# TASK TO COMPLETE:
When you reach the entries, transcribe each one exactly.

# SUPPLIED MATERIAL:
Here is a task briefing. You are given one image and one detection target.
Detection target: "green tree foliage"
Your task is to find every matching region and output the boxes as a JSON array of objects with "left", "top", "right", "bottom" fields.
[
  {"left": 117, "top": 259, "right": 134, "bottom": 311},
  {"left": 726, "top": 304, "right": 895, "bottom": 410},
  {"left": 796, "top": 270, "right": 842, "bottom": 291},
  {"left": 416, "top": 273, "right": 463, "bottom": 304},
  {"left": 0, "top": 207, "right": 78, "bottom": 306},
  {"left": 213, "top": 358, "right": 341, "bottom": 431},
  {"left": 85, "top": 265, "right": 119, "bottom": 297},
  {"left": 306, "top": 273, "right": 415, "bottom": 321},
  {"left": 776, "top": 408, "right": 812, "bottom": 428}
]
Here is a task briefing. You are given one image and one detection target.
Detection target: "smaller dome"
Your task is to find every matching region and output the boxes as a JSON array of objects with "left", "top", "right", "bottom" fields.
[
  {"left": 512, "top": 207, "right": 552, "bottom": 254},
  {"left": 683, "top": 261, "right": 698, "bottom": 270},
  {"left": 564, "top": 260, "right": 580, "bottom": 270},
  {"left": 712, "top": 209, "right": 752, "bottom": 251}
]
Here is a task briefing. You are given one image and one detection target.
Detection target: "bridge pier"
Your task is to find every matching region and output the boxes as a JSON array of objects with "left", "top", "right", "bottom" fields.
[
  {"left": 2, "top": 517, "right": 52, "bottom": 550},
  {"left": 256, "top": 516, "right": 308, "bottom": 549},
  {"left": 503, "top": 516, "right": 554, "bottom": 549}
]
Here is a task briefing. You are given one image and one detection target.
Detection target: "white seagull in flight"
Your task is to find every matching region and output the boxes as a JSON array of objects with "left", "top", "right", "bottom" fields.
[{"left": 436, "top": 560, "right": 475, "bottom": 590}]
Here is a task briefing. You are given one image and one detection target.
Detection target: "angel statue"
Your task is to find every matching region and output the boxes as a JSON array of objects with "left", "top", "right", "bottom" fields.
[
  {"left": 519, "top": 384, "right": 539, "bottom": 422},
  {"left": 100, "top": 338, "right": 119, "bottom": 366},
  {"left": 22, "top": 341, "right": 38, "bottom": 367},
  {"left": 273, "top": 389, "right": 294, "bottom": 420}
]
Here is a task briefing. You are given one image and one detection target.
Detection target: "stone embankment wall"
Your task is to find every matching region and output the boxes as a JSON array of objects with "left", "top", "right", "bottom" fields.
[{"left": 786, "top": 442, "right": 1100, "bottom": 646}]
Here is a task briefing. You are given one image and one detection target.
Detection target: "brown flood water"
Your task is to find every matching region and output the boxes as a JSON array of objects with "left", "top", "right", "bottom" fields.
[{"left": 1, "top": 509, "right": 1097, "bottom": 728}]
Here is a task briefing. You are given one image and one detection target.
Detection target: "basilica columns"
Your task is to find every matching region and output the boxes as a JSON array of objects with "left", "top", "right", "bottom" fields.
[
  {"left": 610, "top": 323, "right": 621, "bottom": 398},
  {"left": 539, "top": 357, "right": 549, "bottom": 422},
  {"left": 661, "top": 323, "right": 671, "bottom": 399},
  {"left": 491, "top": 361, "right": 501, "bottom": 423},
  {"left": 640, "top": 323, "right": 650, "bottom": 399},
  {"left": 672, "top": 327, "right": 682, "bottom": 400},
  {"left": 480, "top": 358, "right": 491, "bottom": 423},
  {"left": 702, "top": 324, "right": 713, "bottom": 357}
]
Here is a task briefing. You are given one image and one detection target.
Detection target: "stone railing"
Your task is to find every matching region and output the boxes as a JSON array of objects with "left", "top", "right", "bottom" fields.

# EXERCISE ANSWER:
Here is a task briefing. You are given one image and one detection target.
Detection target: "green tree foliage"
Your task is to find every matching region and output the boxes as a JSON array of objects with "left", "top", "right", "bottom" fields.
[
  {"left": 117, "top": 259, "right": 134, "bottom": 311},
  {"left": 726, "top": 304, "right": 895, "bottom": 410},
  {"left": 796, "top": 270, "right": 842, "bottom": 291},
  {"left": 416, "top": 273, "right": 463, "bottom": 304},
  {"left": 0, "top": 207, "right": 78, "bottom": 306},
  {"left": 213, "top": 358, "right": 341, "bottom": 431},
  {"left": 85, "top": 265, "right": 119, "bottom": 297},
  {"left": 306, "top": 273, "right": 415, "bottom": 321},
  {"left": 776, "top": 408, "right": 812, "bottom": 428}
]
Here is a task briefing. You are given one image and one detection target.
Detection target: "smaller dome"
Your task is to find every matching region and output the boxes as a JSON array of objects with "left", "top", "right", "bottom" fields.
[
  {"left": 512, "top": 207, "right": 552, "bottom": 254},
  {"left": 683, "top": 261, "right": 698, "bottom": 270},
  {"left": 564, "top": 260, "right": 580, "bottom": 270},
  {"left": 712, "top": 209, "right": 752, "bottom": 251}
]
Here is a task briefing. You are given one image and one detection target.
Detection target: "bridge pier"
Your task is to find every matching region and output the boxes as a JSON array of objects with "left", "top", "right", "bottom" fields.
[
  {"left": 2, "top": 517, "right": 52, "bottom": 550},
  {"left": 256, "top": 516, "right": 308, "bottom": 549},
  {"left": 503, "top": 516, "right": 554, "bottom": 549}
]
Here is a task briefing. You are given one image and one detection target.
Detection target: "white seagull in flight"
Your task is to find every matching region and output the boxes as a JSON array of objects with "left", "top", "right", "bottom" fields.
[{"left": 436, "top": 560, "right": 475, "bottom": 590}]
Here is a task briefing. You are given one image and one detection target.
Detection target: "angel statue"
Your task is to find every matching region and output the boxes as a JSON array of objects with "left", "top", "right", "bottom" fields.
[
  {"left": 519, "top": 384, "right": 539, "bottom": 422},
  {"left": 100, "top": 338, "right": 119, "bottom": 366},
  {"left": 22, "top": 341, "right": 38, "bottom": 367},
  {"left": 273, "top": 389, "right": 294, "bottom": 420}
]
Here is a task briefing. You are given one image and one detection target.
Detection target: "stone embankment wall"
Your task is to find every matching region and output the boxes as a JSON array of objects with "left", "top", "right", "bottom" fields.
[{"left": 786, "top": 442, "right": 1100, "bottom": 646}]
Here is a task briefing. You are given one image and one detection target.
Detection target: "brown flood water"
Your task is to find every matching region and output the boxes as a JSON array of objects with "left", "top", "right", "bottom" fields.
[{"left": 1, "top": 509, "right": 1097, "bottom": 728}]
Here is a task briefing. You are given one image and one detection target.
Detection target: "basilica columns"
Your task is to find every matching region and output the boxes as a JSON array of objects with "left", "top", "right", "bottom" fields.
[
  {"left": 610, "top": 323, "right": 621, "bottom": 398},
  {"left": 539, "top": 357, "right": 549, "bottom": 422},
  {"left": 661, "top": 323, "right": 671, "bottom": 399},
  {"left": 491, "top": 361, "right": 501, "bottom": 423},
  {"left": 640, "top": 323, "right": 650, "bottom": 399},
  {"left": 672, "top": 327, "right": 682, "bottom": 400},
  {"left": 480, "top": 358, "right": 491, "bottom": 423},
  {"left": 702, "top": 324, "right": 713, "bottom": 357}
]
Here is a task briefing. You are given one image and one detection target.
Detection target: "stone railing"
Your task is to find every matching region and output the boxes as a JSON array of objects with "left", "top", "right", "bottom" fields.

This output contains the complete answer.